• [Short task]: Count the lines in the items below that contain the string "distant", matching case exactly. Reply with the number alone.
begin Data for the task
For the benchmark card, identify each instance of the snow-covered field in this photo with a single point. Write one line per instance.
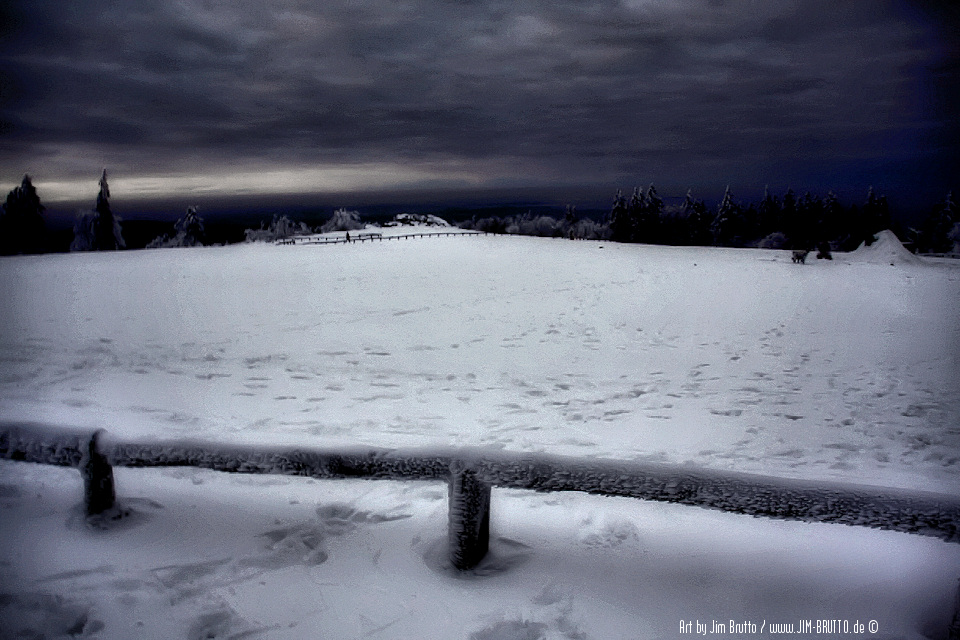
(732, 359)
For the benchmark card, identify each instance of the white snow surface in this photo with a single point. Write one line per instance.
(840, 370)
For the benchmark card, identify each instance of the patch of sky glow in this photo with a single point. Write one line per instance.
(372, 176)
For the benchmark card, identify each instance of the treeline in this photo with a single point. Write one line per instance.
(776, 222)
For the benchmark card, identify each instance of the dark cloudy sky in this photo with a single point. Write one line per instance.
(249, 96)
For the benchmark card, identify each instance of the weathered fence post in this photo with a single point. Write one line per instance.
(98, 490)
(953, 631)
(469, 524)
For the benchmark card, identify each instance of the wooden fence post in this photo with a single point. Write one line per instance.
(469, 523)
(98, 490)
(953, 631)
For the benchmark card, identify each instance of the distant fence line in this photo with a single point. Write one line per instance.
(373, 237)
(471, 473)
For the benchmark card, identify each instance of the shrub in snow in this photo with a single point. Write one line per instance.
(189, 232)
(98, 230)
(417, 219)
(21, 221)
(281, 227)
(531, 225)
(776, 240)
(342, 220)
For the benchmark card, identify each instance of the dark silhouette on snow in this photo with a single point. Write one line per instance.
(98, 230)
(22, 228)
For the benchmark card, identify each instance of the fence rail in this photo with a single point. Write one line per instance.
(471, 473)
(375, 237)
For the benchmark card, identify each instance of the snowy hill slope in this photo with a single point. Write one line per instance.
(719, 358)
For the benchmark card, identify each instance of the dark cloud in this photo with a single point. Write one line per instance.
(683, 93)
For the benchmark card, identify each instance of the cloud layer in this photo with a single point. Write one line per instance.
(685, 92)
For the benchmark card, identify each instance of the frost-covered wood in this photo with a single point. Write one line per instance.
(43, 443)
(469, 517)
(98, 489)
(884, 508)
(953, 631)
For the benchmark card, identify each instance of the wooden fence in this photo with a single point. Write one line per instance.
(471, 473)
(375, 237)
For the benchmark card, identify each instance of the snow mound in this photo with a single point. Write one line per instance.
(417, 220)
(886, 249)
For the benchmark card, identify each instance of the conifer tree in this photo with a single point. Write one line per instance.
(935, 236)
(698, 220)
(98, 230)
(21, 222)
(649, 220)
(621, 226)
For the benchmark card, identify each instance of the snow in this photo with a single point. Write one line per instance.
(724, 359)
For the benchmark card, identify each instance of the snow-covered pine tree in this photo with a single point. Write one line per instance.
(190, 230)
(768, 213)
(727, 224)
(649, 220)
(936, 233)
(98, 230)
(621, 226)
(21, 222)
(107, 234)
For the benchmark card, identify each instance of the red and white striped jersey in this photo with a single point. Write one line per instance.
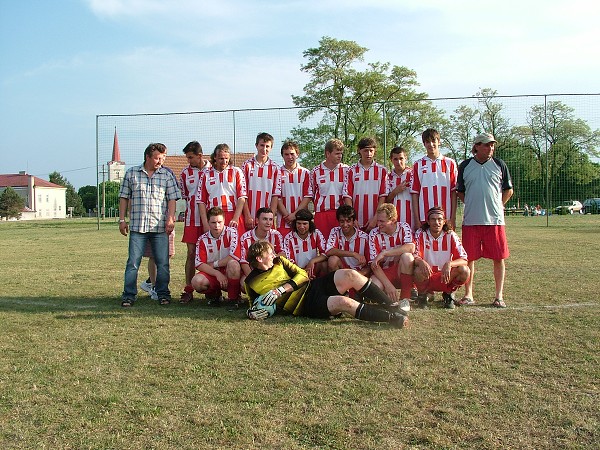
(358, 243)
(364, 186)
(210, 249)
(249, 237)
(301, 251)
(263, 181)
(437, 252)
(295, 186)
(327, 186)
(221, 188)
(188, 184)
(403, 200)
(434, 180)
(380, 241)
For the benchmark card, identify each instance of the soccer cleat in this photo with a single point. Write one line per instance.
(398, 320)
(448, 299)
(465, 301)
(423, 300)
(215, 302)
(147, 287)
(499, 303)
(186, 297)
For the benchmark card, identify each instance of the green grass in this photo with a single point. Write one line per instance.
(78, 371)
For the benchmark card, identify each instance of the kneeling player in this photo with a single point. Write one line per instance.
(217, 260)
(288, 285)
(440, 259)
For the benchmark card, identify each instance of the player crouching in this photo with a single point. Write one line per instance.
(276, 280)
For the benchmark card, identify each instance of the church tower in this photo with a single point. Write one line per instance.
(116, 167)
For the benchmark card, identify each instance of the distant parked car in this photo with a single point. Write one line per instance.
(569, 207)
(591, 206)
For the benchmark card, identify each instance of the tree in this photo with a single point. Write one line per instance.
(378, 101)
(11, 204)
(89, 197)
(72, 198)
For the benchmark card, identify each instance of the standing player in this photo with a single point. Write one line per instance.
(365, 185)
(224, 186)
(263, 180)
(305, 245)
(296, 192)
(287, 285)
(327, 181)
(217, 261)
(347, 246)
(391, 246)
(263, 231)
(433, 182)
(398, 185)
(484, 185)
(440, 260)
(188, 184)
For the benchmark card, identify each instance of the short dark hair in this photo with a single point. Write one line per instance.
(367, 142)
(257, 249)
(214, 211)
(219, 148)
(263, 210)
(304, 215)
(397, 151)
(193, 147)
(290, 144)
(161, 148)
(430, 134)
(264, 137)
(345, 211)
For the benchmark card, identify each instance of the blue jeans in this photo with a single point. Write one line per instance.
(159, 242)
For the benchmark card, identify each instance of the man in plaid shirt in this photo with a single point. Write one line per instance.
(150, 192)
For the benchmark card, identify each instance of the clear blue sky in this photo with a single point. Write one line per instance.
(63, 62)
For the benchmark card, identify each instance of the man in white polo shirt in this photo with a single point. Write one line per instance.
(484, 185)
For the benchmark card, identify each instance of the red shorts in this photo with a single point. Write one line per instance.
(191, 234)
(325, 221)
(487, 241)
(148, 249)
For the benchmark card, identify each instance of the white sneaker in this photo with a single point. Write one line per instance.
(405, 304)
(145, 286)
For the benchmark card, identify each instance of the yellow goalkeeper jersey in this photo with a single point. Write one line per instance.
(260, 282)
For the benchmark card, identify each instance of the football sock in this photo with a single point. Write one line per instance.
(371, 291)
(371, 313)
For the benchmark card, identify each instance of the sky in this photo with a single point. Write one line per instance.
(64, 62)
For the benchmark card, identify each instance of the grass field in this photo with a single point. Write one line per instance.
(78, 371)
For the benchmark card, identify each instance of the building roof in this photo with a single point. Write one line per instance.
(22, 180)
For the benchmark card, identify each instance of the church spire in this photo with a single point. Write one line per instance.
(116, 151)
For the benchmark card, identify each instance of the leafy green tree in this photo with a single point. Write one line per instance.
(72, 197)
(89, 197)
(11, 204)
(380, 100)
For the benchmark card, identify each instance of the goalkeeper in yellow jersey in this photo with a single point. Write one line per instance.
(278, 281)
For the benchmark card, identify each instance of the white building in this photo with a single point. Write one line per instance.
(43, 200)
end Data for the task
begin Data for the task
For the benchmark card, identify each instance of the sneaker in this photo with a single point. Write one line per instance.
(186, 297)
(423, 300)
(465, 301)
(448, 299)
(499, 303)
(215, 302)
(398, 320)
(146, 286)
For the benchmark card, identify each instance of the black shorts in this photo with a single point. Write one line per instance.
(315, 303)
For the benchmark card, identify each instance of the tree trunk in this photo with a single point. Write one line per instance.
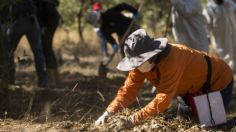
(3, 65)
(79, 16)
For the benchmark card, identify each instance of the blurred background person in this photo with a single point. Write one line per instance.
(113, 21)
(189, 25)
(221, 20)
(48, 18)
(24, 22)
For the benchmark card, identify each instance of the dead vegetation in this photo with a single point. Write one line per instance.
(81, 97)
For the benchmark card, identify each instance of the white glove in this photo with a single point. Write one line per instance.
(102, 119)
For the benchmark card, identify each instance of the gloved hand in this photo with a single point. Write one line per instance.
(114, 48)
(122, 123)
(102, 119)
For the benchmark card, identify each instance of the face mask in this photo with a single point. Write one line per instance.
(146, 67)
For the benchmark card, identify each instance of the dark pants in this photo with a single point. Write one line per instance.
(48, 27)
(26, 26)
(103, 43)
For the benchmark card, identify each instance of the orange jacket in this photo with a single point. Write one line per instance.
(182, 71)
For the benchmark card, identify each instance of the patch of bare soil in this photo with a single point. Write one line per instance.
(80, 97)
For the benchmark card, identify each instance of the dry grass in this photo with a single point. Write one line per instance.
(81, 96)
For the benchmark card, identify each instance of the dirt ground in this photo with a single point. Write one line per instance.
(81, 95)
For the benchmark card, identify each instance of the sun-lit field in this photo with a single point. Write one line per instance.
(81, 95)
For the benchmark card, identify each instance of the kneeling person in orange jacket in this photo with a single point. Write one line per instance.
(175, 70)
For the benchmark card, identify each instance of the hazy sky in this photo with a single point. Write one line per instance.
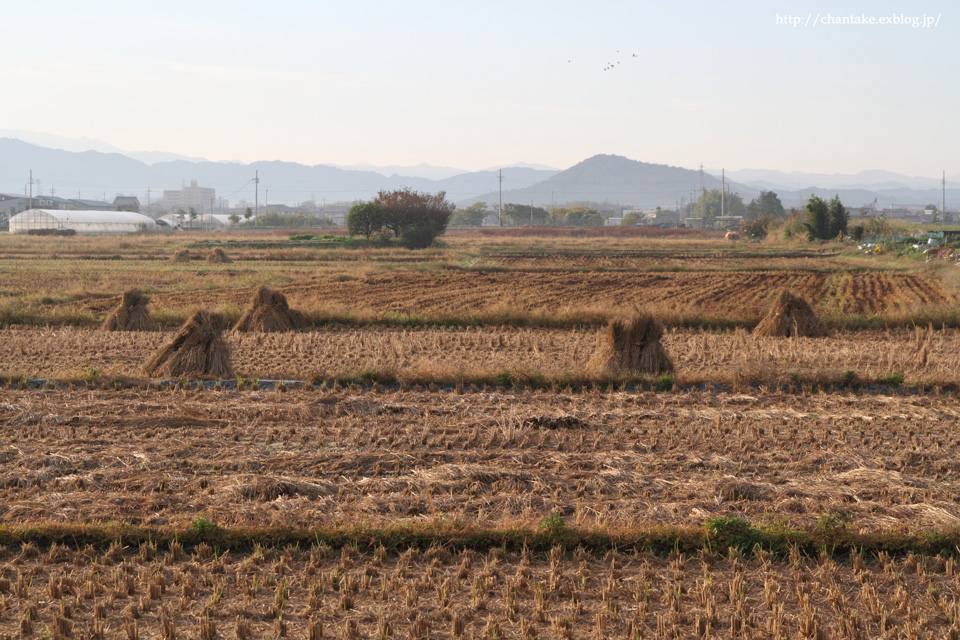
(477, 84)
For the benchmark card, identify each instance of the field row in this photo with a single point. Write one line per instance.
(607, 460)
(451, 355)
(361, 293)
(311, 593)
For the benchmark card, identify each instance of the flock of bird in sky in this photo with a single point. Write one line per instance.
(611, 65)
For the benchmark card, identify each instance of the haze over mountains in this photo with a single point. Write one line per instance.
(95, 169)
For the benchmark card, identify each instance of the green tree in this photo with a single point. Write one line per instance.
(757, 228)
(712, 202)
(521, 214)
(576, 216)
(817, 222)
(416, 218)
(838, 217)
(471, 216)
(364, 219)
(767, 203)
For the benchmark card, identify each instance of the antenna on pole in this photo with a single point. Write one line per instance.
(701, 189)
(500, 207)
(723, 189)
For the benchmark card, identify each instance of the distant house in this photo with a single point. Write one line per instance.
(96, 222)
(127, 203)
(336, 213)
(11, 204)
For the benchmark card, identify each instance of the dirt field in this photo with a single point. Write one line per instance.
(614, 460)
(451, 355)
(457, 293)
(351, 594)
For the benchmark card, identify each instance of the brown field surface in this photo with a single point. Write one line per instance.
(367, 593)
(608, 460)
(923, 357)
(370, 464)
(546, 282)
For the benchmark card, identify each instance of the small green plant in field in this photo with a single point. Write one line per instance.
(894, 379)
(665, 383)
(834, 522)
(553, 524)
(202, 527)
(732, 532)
end Data for the task
begin Data for the task
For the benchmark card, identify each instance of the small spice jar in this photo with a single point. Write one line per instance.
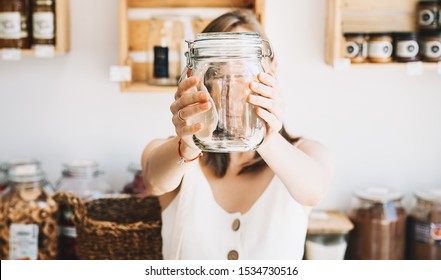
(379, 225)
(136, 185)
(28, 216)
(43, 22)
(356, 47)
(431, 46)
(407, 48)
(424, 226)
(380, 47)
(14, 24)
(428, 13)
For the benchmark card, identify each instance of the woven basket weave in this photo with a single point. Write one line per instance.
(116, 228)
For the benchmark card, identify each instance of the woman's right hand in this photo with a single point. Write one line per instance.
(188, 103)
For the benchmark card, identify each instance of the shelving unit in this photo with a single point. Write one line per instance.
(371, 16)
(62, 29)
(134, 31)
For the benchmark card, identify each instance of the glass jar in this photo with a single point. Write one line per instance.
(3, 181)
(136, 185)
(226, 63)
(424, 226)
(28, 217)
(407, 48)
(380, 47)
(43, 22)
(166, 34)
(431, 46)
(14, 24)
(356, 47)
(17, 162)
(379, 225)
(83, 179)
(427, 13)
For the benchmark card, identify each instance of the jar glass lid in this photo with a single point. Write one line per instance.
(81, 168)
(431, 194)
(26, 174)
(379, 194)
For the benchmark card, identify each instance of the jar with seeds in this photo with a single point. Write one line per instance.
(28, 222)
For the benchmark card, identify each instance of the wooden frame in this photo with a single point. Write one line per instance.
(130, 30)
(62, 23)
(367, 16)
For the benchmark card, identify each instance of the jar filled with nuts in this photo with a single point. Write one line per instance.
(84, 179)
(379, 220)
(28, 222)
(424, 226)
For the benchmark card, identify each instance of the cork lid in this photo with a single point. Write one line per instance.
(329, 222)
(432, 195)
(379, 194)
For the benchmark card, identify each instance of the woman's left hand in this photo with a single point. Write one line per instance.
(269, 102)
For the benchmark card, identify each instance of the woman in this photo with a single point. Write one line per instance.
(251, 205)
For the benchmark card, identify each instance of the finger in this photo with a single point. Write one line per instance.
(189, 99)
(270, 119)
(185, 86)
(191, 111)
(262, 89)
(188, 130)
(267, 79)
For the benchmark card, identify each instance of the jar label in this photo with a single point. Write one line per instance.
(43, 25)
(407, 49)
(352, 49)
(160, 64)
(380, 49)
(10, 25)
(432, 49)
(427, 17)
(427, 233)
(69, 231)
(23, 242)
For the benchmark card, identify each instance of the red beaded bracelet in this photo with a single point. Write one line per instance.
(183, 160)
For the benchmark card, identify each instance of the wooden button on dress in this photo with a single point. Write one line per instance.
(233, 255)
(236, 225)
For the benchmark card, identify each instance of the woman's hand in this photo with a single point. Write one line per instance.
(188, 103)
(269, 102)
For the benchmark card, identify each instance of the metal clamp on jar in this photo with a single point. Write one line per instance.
end Data for the task
• [The completed task]: 3